ACTIVITY
Output only this range of the data below: the line that contains "Identify a point for each instance of the metal scaffolding" through the final line, both ends included, each retyped exactly.

LISTED RECORDS
++++
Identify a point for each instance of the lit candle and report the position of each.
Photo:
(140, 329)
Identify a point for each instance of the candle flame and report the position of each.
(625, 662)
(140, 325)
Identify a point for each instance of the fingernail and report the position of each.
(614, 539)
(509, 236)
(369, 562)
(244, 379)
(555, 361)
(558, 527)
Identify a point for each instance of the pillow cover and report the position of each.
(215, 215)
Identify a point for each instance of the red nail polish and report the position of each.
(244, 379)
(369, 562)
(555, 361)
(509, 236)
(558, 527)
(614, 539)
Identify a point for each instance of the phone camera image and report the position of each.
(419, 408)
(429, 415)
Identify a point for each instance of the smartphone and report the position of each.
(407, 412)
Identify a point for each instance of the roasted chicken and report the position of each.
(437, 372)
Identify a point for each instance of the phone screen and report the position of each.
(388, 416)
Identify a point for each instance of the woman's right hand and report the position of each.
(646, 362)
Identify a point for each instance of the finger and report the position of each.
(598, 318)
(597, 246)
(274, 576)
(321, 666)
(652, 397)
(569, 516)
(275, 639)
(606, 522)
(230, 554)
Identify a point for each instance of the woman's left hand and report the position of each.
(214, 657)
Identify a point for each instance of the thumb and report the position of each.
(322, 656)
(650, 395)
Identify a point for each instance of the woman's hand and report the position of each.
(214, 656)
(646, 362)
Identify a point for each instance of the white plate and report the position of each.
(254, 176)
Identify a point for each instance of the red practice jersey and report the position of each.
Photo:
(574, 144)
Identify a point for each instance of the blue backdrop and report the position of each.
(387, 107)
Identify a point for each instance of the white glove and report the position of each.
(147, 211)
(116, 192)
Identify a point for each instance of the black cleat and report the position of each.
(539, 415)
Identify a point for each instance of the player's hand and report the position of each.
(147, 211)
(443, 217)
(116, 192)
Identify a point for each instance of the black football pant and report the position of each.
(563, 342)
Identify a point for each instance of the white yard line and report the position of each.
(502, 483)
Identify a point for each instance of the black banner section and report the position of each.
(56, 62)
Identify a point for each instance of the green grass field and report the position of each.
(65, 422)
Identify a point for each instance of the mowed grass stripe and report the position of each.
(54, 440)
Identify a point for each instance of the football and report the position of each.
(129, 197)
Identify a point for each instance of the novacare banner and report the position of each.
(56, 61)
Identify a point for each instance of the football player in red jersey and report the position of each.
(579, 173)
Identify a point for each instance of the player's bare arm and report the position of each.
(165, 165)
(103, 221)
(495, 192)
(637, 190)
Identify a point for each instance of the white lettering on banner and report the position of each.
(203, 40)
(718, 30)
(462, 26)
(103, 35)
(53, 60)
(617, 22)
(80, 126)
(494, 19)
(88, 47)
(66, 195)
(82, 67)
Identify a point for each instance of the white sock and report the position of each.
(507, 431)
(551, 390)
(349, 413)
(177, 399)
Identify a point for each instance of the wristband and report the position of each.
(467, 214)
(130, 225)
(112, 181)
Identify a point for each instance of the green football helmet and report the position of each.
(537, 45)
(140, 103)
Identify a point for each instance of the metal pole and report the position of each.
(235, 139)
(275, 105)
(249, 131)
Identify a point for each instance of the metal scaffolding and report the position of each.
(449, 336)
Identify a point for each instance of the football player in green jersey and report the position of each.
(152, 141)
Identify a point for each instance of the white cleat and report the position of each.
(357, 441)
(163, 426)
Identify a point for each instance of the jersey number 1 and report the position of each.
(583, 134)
++++
WORKED SOLUTION
Identify a point for each instance of the metal scaffolding and report the position of each.
(449, 336)
Identify a point for each instance of the football player in green jersey and report the position of each.
(152, 141)
Identify a point for each instance of the white cleat and report the position of each.
(357, 441)
(163, 426)
Identify a point for each instance of the jersey number 1 and report the position of each.
(583, 134)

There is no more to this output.